State how many lines of the material below contain the string "list", giving only the number.

:: RECORDS FOR THE EXERCISE ::

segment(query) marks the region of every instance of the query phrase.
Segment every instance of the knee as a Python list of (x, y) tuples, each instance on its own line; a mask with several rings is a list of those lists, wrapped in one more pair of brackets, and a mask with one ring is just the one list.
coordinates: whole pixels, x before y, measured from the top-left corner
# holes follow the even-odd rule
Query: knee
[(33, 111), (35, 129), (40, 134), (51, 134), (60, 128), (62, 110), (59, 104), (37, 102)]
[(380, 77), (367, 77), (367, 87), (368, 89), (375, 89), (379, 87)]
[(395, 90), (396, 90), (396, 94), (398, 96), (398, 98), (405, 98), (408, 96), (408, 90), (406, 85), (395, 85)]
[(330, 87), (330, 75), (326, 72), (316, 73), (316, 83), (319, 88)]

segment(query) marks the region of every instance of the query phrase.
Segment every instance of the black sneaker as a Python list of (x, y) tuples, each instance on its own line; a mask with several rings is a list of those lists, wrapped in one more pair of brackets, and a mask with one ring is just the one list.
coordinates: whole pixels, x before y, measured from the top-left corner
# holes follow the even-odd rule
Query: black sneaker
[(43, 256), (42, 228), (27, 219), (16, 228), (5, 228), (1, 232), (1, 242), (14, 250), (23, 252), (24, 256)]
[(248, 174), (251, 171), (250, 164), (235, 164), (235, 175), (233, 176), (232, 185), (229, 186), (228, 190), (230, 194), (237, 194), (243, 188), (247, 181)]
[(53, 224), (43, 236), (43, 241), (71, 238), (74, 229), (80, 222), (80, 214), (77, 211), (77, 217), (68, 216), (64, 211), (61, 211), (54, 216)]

:::
:: RECORDS FOR THE EXERCISE ::

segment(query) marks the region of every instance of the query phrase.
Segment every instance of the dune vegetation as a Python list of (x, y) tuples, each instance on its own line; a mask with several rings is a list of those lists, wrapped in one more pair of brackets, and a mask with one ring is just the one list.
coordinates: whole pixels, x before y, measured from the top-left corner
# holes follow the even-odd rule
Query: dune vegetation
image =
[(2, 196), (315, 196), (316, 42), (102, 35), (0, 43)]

:::
:: RECORDS FOR THE EXERCISE ::

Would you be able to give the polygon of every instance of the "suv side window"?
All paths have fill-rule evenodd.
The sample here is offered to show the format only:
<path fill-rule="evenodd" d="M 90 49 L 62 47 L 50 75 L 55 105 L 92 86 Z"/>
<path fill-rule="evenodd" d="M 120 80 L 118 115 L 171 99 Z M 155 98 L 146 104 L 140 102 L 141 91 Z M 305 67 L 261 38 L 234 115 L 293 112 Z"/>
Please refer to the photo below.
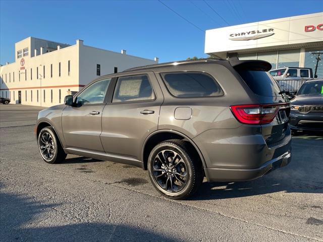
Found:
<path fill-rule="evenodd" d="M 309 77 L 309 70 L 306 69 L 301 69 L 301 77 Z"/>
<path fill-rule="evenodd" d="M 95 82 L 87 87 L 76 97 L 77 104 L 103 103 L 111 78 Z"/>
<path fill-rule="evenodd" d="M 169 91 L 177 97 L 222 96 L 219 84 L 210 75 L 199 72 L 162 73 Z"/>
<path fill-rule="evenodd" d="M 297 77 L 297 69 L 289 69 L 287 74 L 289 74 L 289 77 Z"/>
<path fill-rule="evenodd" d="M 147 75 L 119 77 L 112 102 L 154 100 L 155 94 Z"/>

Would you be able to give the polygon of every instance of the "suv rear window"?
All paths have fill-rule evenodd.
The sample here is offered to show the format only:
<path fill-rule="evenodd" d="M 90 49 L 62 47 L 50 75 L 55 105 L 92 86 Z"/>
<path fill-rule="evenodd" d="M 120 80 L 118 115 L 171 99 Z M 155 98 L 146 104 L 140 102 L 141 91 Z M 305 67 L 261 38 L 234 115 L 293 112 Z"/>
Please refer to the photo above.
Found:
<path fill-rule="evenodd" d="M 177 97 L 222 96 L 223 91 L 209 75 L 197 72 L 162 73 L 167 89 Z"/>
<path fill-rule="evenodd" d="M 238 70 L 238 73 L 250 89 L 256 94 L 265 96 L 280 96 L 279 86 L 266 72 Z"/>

:::

> [FINAL RESULT]
3